**Instructions to follow:** Reproduce verbatim the final portion of the material below, from the line containing "Tag one point on every instance of the tree with" through its last line, and nothing else.

(Pointing and labeling entries)

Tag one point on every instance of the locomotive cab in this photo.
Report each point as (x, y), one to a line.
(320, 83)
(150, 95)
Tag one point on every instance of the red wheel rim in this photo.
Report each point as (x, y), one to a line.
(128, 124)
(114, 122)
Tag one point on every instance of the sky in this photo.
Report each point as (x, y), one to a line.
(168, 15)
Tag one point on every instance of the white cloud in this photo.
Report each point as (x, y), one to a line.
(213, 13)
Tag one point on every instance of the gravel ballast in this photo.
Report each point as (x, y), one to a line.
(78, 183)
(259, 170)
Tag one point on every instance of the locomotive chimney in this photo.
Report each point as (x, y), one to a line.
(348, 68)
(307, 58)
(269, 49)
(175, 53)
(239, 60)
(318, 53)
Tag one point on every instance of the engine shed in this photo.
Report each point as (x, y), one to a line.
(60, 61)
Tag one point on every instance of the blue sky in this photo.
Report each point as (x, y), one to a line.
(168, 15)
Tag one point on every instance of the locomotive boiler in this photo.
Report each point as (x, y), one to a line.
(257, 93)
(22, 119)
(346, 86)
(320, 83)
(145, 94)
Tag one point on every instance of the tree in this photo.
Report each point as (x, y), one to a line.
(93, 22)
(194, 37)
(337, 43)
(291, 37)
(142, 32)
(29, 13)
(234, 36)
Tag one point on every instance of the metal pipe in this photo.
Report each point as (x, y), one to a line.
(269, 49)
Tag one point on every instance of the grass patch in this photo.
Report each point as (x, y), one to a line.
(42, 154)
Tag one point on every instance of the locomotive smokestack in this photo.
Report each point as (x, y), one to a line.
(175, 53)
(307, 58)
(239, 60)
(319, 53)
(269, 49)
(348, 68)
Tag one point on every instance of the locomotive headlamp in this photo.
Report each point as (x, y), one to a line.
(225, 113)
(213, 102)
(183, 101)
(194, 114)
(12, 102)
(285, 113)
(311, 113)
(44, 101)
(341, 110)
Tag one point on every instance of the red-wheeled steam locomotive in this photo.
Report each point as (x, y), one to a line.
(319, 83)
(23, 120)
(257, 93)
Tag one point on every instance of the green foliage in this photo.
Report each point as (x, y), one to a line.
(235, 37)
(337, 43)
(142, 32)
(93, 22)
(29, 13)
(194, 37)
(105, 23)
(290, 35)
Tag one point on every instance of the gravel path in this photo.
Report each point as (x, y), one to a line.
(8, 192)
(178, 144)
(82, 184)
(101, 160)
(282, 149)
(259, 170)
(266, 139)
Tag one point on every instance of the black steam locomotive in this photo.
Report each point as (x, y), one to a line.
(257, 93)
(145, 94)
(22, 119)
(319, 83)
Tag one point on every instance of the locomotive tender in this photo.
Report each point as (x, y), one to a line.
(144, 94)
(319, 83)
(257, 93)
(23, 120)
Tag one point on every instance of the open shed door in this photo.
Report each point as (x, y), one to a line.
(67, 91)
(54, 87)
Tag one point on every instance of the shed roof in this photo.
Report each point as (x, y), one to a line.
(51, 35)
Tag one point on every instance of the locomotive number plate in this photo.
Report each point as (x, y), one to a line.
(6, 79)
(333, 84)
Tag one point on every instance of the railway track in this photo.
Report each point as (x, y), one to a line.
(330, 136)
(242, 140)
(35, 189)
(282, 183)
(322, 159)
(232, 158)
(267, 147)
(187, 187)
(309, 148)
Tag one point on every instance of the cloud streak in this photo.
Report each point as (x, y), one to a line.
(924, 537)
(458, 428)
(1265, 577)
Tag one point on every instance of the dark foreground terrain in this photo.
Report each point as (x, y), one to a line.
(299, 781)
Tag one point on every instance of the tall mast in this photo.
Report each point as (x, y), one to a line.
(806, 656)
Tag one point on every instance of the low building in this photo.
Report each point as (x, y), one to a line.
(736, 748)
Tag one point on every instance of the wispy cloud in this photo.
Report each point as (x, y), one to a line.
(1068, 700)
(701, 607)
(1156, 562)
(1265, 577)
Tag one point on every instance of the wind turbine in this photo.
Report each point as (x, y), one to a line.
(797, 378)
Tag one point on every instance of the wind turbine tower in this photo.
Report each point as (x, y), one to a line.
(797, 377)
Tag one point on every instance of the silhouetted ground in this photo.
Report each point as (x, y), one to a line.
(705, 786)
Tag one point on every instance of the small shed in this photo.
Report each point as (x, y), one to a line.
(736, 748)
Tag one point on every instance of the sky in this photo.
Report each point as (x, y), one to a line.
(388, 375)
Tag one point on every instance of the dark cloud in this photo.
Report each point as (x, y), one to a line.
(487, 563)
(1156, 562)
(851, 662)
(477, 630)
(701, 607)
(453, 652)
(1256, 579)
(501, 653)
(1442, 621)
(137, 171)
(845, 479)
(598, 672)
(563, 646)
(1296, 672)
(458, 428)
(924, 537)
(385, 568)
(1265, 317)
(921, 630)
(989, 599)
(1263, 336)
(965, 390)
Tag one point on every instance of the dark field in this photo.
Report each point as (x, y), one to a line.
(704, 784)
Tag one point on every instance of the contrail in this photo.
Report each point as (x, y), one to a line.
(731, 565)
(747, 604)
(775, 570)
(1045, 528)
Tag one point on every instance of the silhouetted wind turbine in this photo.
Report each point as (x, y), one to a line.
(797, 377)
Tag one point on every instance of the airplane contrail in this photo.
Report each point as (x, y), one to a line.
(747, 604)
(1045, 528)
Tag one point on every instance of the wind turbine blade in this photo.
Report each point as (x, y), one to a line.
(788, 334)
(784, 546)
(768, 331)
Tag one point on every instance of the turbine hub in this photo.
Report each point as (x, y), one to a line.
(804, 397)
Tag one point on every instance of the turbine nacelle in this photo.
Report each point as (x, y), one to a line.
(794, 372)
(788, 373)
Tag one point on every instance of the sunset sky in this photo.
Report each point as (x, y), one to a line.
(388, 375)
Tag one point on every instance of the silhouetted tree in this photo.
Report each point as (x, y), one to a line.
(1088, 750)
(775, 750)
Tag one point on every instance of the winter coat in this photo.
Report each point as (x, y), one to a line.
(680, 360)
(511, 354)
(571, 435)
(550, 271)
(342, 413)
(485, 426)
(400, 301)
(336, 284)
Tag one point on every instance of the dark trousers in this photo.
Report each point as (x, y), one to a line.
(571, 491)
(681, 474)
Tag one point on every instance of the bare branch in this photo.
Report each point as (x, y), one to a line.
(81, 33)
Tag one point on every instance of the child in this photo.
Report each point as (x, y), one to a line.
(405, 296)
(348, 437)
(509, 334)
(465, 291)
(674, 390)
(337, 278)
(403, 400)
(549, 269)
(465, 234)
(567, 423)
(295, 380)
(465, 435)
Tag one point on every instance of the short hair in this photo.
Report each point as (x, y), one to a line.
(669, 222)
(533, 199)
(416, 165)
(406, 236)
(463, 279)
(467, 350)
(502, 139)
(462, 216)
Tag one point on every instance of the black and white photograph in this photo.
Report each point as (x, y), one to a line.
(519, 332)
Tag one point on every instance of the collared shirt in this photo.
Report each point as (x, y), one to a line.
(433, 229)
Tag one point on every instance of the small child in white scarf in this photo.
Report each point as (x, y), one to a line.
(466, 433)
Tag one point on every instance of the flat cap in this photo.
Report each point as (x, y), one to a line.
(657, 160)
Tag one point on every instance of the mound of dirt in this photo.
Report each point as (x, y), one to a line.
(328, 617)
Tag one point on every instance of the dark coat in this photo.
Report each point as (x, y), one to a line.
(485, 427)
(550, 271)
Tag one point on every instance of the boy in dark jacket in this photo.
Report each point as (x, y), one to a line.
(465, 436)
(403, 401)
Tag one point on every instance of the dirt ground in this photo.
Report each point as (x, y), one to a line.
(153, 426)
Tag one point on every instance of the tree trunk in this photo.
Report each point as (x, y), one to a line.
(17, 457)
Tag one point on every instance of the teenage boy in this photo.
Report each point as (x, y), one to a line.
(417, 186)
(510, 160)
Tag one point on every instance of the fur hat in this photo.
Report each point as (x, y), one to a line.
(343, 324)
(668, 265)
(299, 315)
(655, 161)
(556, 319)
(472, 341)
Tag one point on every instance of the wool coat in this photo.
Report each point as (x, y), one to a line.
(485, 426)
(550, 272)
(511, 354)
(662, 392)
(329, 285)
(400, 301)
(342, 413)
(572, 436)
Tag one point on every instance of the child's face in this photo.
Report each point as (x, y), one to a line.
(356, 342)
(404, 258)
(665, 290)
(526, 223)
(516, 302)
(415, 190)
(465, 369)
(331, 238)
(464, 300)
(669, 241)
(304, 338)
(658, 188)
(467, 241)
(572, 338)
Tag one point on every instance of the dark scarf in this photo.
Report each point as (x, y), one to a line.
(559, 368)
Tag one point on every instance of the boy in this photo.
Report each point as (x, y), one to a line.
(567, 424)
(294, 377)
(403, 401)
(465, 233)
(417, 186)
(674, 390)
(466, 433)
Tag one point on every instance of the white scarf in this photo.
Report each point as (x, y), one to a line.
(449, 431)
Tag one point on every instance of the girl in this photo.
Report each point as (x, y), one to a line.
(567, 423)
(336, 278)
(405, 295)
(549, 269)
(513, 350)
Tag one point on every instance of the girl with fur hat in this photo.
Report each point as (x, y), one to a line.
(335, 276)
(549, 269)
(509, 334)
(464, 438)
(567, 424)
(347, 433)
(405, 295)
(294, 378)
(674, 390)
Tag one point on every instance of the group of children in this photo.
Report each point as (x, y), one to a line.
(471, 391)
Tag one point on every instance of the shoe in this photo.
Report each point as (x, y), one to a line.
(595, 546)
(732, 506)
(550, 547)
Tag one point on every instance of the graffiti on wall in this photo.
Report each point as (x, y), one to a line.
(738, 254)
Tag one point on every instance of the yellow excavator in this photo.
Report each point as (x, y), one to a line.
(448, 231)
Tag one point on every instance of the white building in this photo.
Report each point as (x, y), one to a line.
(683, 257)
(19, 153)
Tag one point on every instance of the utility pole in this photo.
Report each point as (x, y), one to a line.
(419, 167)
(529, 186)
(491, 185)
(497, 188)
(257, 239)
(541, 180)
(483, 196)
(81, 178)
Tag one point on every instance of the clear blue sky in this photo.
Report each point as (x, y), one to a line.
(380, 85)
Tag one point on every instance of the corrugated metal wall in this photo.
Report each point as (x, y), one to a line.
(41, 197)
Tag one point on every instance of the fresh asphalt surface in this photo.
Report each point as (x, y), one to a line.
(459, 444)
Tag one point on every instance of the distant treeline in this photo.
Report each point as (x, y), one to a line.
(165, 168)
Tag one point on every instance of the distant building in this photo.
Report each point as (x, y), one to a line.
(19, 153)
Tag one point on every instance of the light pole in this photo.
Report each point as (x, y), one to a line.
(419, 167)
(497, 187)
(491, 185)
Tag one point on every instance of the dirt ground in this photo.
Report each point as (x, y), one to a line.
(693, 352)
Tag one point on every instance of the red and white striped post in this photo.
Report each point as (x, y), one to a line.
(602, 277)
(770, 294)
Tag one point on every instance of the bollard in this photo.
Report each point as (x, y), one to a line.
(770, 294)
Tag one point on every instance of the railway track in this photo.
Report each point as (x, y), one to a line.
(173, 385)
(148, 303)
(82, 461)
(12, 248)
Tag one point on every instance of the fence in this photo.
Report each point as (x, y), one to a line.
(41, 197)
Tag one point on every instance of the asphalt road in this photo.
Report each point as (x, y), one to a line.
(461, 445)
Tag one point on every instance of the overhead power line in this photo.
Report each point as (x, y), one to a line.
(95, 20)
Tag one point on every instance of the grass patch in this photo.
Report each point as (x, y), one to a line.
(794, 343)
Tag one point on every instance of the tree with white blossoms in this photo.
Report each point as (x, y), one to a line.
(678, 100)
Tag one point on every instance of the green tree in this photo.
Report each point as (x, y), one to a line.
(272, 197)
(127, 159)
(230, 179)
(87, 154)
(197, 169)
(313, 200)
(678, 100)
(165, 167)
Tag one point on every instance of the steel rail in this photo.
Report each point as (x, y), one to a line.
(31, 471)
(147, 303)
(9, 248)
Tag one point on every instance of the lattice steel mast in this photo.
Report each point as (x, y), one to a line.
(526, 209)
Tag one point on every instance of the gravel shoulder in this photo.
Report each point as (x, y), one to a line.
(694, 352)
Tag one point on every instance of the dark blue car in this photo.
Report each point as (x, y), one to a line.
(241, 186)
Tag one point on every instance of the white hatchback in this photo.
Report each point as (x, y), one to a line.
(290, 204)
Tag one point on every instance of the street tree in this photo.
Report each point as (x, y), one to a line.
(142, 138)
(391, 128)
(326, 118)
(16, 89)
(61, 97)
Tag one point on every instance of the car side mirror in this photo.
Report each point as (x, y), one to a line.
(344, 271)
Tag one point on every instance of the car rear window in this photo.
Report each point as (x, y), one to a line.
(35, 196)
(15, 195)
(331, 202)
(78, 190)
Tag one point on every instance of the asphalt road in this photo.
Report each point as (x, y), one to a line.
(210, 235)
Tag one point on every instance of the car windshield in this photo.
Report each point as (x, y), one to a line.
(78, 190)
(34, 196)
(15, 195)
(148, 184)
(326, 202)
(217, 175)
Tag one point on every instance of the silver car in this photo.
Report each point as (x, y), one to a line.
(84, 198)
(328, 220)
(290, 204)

**Full output:**
Tag one point on every instance of the tree with white blossoms in this photo.
Report each point as (x, y), one to a line.
(678, 100)
Tag one point on every instance of the green tree in this photo.
Report each point as (x, y), one to a line.
(272, 197)
(127, 159)
(230, 179)
(87, 154)
(197, 169)
(313, 200)
(678, 100)
(165, 167)
Tag one point on every instance of the steel rail in this photo.
Report each point as (x, y), one to a line.
(31, 471)
(147, 303)
(9, 248)
Tag one point on every instance of the lattice steel mast in this photo.
Report each point as (x, y), one to a line.
(526, 209)
Tag one point on every instance of the gravel shoulder in this photo.
Report each point as (x, y), one to a line.
(694, 352)
Tag one point on every instance of the dark blue car in this photo.
Report each point as (x, y), one to a line.
(241, 186)
Tag one point on every instance of the white hatchback in this photo.
Report each point as (x, y), one to a line.
(290, 204)
Tag one point on every instance of the street tree in this photo.
Report each point as (x, y), one to a line.
(142, 138)
(391, 128)
(326, 118)
(16, 89)
(61, 97)
Tag one point on every instance of the car side mirror in this photo.
Report each point as (x, y), one to a line.
(344, 271)
Tag one point on every instance of the car rear window in this photo.
Report each point as (x, y), one to a line.
(35, 196)
(15, 195)
(331, 202)
(78, 190)
Tag one point on every instance of the asphalt road in this photo.
Report each point as (x, y), one to a line.
(210, 235)
Tag one point on every instance of the car windshield in this photo.
Report each point as (x, y), one to a line.
(78, 190)
(34, 196)
(15, 195)
(148, 184)
(326, 202)
(217, 175)
Tag one point on every instance of the silver car in this photo.
Report each point as (x, y), one to a line.
(84, 198)
(328, 220)
(290, 204)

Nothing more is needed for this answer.